PROBLEM
Please print every line of the material below without any changes.

** start of PROVIDED DATA **

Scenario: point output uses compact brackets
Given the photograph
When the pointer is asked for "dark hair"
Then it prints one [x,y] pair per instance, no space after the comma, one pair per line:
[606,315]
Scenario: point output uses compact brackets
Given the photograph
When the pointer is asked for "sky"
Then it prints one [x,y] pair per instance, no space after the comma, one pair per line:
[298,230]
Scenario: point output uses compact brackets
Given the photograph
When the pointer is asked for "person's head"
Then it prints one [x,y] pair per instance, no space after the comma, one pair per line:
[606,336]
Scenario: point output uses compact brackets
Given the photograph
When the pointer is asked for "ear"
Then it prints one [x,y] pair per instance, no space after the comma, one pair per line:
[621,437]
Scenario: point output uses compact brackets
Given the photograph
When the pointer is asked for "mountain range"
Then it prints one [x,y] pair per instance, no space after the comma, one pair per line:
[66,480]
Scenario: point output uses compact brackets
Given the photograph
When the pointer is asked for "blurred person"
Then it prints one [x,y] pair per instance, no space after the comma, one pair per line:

** end of PROVIDED DATA **

EXERCISE RESULT
Scenario: point output uses compact brackets
Given the photograph
When the pointer is asked for "dark hair"
Then it prints one [x,y] pair per instance, no space after the comma, one pair per line:
[606,315]
Scenario: point output uses compact brackets
Given the photograph
When the pointer is asked for "sky"
Then it prints one [x,y] pair per instance, no space after the comma, one pair per line:
[298,230]
Scenario: point output uses compact brackets
Given the photograph
When the pointer is asked for "person's head"
Then it prints one [x,y] pair per instance, no space after the comma, one pair per line:
[606,336]
Scenario: point output uses compact brackets
Given the photograph
When the pointer is asked for "ear"
Then it prints one [x,y] pair per instance, no space after the comma, one pair per line:
[621,437]
Scenario: point output uses compact brackets
Given the photograph
When the pointer is asked for "mountain range"
Then it prints one [x,y] pair per instance, no space after the comma, one pair per line:
[66,480]
Scenario: point output uses compact brackets
Given the photograph
When the pointer is asked for "blurred person"
Then it prints one [x,y] pair per instance, no space after the comma, one pair per line:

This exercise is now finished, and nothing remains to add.